**Given task**
Copy out the following lines with no changes at all.

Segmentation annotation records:

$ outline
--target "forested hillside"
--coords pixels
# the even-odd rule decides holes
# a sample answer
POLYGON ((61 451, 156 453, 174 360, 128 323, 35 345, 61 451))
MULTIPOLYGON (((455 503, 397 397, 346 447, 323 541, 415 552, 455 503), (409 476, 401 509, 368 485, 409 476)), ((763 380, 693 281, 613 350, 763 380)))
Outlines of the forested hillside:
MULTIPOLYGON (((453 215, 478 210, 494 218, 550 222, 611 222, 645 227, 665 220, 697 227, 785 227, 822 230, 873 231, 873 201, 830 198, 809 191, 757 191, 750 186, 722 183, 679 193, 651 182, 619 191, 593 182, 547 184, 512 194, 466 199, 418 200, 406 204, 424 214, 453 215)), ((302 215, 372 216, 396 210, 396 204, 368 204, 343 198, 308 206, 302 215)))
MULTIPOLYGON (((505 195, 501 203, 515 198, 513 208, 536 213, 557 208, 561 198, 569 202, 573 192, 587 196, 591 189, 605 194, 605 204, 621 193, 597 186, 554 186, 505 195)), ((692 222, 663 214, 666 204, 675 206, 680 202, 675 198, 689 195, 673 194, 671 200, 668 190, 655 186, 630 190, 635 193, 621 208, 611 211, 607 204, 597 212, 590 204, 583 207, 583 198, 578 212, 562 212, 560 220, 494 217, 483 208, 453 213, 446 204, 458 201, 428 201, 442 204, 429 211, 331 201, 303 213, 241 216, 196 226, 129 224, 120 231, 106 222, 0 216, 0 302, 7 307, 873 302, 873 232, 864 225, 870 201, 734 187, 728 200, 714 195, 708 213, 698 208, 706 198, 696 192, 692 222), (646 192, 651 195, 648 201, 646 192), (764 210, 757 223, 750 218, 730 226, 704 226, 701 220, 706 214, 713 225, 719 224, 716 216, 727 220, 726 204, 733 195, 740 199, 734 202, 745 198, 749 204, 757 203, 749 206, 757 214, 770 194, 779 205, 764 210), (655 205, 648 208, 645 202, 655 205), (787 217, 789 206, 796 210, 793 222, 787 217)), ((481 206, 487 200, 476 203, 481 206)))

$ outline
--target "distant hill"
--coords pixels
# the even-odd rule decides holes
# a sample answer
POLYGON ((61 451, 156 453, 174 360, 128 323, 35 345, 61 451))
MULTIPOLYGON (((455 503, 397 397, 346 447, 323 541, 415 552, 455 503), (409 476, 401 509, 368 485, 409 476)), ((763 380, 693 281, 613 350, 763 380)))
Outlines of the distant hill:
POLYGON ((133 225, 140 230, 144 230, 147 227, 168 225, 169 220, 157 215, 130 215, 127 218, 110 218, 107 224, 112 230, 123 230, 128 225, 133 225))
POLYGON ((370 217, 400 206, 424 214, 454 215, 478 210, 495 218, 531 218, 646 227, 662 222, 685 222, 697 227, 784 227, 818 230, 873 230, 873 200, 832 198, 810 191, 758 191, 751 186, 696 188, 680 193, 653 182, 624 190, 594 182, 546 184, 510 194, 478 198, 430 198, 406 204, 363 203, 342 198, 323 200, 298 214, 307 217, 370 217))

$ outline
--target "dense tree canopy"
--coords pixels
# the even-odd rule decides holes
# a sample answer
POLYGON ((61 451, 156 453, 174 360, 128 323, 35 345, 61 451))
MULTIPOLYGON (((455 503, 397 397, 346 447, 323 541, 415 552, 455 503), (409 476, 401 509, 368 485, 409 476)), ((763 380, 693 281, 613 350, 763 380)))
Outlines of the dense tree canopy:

**Result of the exercise**
$ outline
--target "forested hillside"
--coords pixels
# the even-odd rule decides holes
# a sample answer
POLYGON ((61 451, 156 453, 174 360, 128 323, 35 345, 61 451))
MULTIPOLYGON (((455 503, 397 397, 346 447, 323 541, 415 552, 455 503), (409 476, 401 509, 368 485, 409 476)), ((763 380, 693 281, 613 350, 763 380)))
Outlines of the forested hillside:
MULTIPOLYGON (((453 215, 478 210, 494 218, 550 222, 611 222, 645 227, 665 220, 697 227, 785 227, 822 230, 873 231, 873 201, 830 198, 809 191, 757 191, 750 186, 722 183, 679 193, 651 182, 619 191, 593 182, 547 184, 512 194, 466 199, 418 200, 406 204, 424 214, 453 215)), ((302 215, 372 216, 396 210, 396 204, 368 204, 343 198, 308 206, 302 215)))
MULTIPOLYGON (((505 195, 501 203, 515 198, 513 208, 536 213, 557 208, 561 198, 569 202, 573 192, 587 196, 591 189, 605 194, 605 204, 621 193, 597 186, 554 186, 505 195)), ((692 222, 663 214, 666 204, 675 206, 680 202, 675 198, 689 195, 673 194, 671 200, 668 190, 655 186, 630 190, 635 193, 621 208, 611 211, 607 204, 597 212, 590 204, 583 207, 583 198, 578 212, 562 212, 560 220, 494 217, 483 208, 453 213, 446 204, 458 201, 428 201, 442 204, 429 211, 331 201, 303 213, 241 216, 196 226, 129 224, 120 231, 106 222, 0 216, 0 302, 7 307, 873 302, 873 232, 864 225, 870 201, 734 187, 728 200, 714 195, 708 213, 698 208, 706 198, 696 192, 692 222), (646 192, 651 195, 648 201, 646 192), (764 210, 757 223, 750 218, 730 226, 704 226, 701 220, 706 214, 713 225, 719 224, 716 216, 727 220, 726 204, 733 195, 740 199, 734 202, 745 198, 749 204, 757 203, 749 206, 757 214, 770 194, 779 205, 764 210), (655 205, 648 208, 645 202, 655 205), (787 217, 789 206, 796 210, 793 222, 787 217)), ((481 206, 487 200, 476 203, 481 206)))

$ outline
--target "distant hill"
--coords pixels
# the even-odd rule decides holes
# a sample answer
POLYGON ((61 451, 156 453, 174 360, 128 323, 35 345, 61 451))
MULTIPOLYGON (((455 503, 397 397, 346 447, 323 541, 415 552, 455 503), (409 476, 401 509, 368 485, 409 476)), ((763 380, 693 281, 613 350, 763 380)))
Outlines of the distant hill:
POLYGON ((133 225, 140 230, 144 230, 147 227, 168 225, 169 220, 157 215, 130 215, 127 218, 110 218, 107 224, 112 230, 123 230, 128 225, 133 225))
POLYGON ((370 217, 400 206, 424 214, 454 215, 478 210, 495 218, 531 218, 646 227, 662 222, 685 222, 697 227, 784 227, 818 230, 873 230, 873 200, 832 198, 810 191, 758 191, 751 186, 696 188, 680 193, 653 182, 624 190, 594 182, 546 184, 510 194, 478 198, 430 198, 406 204, 363 203, 342 198, 323 200, 298 214, 307 217, 370 217))

$ outline
--target "dense tree canopy"
--coords pixels
# the even-odd rule decides holes
# a sample answer
POLYGON ((61 451, 156 453, 174 360, 128 323, 35 345, 61 451))
MULTIPOLYGON (((455 503, 397 397, 346 447, 323 541, 415 552, 455 503), (409 476, 401 509, 368 485, 409 476)), ((763 380, 693 281, 613 350, 763 380)))
Outlines of the dense tree canopy:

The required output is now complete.